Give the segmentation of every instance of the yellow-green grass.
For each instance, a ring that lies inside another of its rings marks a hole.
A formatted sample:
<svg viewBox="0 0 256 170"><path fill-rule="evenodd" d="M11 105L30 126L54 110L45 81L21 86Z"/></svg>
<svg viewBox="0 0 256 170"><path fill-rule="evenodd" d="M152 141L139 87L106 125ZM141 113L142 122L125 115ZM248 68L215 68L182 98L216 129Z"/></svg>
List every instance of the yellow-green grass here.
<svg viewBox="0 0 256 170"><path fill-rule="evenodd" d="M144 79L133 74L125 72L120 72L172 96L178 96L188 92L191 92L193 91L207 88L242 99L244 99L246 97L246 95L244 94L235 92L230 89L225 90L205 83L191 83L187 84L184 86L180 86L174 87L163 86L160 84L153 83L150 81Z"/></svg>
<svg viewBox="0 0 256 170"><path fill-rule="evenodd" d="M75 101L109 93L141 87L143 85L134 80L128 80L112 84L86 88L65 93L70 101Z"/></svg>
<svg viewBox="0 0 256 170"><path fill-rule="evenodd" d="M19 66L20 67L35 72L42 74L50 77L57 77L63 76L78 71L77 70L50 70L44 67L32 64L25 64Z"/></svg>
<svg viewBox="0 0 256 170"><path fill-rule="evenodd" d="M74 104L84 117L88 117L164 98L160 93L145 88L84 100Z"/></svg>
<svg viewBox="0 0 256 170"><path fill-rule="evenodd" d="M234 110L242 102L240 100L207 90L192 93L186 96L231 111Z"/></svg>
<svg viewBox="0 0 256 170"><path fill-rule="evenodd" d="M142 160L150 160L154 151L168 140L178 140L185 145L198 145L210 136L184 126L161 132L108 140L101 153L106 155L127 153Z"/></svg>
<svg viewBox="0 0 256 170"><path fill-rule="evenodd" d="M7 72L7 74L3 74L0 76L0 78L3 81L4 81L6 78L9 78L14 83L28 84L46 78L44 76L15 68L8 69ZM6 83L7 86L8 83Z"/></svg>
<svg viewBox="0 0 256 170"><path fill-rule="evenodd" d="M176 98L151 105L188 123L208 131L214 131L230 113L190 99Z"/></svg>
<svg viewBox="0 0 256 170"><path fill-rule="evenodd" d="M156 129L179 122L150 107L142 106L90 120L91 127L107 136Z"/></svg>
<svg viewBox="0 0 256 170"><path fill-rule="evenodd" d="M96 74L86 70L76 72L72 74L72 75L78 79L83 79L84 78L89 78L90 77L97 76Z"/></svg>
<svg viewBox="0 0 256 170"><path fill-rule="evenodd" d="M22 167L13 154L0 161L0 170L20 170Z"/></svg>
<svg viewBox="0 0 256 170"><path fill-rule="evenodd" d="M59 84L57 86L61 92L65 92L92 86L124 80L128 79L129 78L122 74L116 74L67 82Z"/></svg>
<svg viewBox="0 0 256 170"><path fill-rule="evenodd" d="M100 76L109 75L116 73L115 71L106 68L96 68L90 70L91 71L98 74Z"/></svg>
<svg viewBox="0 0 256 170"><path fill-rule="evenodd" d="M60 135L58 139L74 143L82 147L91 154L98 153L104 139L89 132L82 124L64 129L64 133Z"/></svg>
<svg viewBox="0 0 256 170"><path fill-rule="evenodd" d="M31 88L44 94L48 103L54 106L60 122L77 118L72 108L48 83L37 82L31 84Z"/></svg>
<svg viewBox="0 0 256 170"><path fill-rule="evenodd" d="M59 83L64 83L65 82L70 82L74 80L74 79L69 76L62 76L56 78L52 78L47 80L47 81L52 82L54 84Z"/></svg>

* _Required task_: Reproduce the entry above character for character.

* _Exercise result_:
Give the segmentation of every instance of the yellow-green grass.
For each instance, a ring that lies inside another of its rings marks a hole.
A formatted sample:
<svg viewBox="0 0 256 170"><path fill-rule="evenodd" d="M11 105L30 126L54 110L45 81L21 86Z"/></svg>
<svg viewBox="0 0 256 170"><path fill-rule="evenodd" d="M152 141L139 87L106 125ZM141 113L142 122L125 115ZM248 68L215 68L182 98L216 129Z"/></svg>
List every instance of the yellow-green grass here.
<svg viewBox="0 0 256 170"><path fill-rule="evenodd" d="M144 79L133 74L125 72L120 72L172 96L178 96L188 92L191 92L193 91L207 88L242 99L244 99L246 97L246 95L244 94L235 92L230 89L225 90L205 83L191 83L187 84L184 86L180 86L174 87L163 86L160 84L153 83L150 81Z"/></svg>
<svg viewBox="0 0 256 170"><path fill-rule="evenodd" d="M75 101L109 93L141 87L143 85L134 80L128 80L112 84L86 88L65 93L70 101Z"/></svg>
<svg viewBox="0 0 256 170"><path fill-rule="evenodd" d="M19 66L20 67L35 72L42 74L50 77L57 77L63 76L78 71L77 70L50 70L44 67L32 64L25 64Z"/></svg>
<svg viewBox="0 0 256 170"><path fill-rule="evenodd" d="M74 104L84 117L88 117L164 98L160 93L145 88L84 100Z"/></svg>
<svg viewBox="0 0 256 170"><path fill-rule="evenodd" d="M234 110L242 102L240 100L207 90L192 93L186 96L231 111Z"/></svg>
<svg viewBox="0 0 256 170"><path fill-rule="evenodd" d="M142 160L150 160L154 151L168 140L178 140L185 145L198 145L210 136L184 126L161 132L108 140L101 153L106 155L127 153Z"/></svg>
<svg viewBox="0 0 256 170"><path fill-rule="evenodd" d="M7 72L7 74L3 74L0 76L0 78L3 81L4 81L6 78L9 78L14 83L28 84L46 78L44 76L15 68L8 69ZM6 83L7 86L8 83Z"/></svg>
<svg viewBox="0 0 256 170"><path fill-rule="evenodd" d="M176 98L151 105L188 123L208 131L214 131L230 113L190 99Z"/></svg>
<svg viewBox="0 0 256 170"><path fill-rule="evenodd" d="M156 129L179 122L150 107L142 106L90 120L91 127L107 136Z"/></svg>
<svg viewBox="0 0 256 170"><path fill-rule="evenodd" d="M96 74L86 70L76 72L72 74L72 75L78 79L83 79L84 78L89 78L90 77L97 76Z"/></svg>
<svg viewBox="0 0 256 170"><path fill-rule="evenodd" d="M22 167L13 154L0 161L0 170L20 170Z"/></svg>
<svg viewBox="0 0 256 170"><path fill-rule="evenodd" d="M59 84L57 86L61 92L65 92L92 86L124 80L128 79L129 78L122 74L116 74L67 82Z"/></svg>
<svg viewBox="0 0 256 170"><path fill-rule="evenodd" d="M100 76L109 75L116 73L115 71L106 68L96 68L90 70L91 71L98 74Z"/></svg>
<svg viewBox="0 0 256 170"><path fill-rule="evenodd" d="M60 135L58 139L74 143L82 147L91 154L98 153L104 139L89 132L82 124L64 129L64 133Z"/></svg>
<svg viewBox="0 0 256 170"><path fill-rule="evenodd" d="M31 88L44 94L48 103L54 106L60 122L77 118L72 108L48 83L37 82L31 84Z"/></svg>
<svg viewBox="0 0 256 170"><path fill-rule="evenodd" d="M59 83L64 83L65 82L70 82L74 80L74 79L69 76L62 76L56 78L52 78L47 80L47 81L52 82L54 84Z"/></svg>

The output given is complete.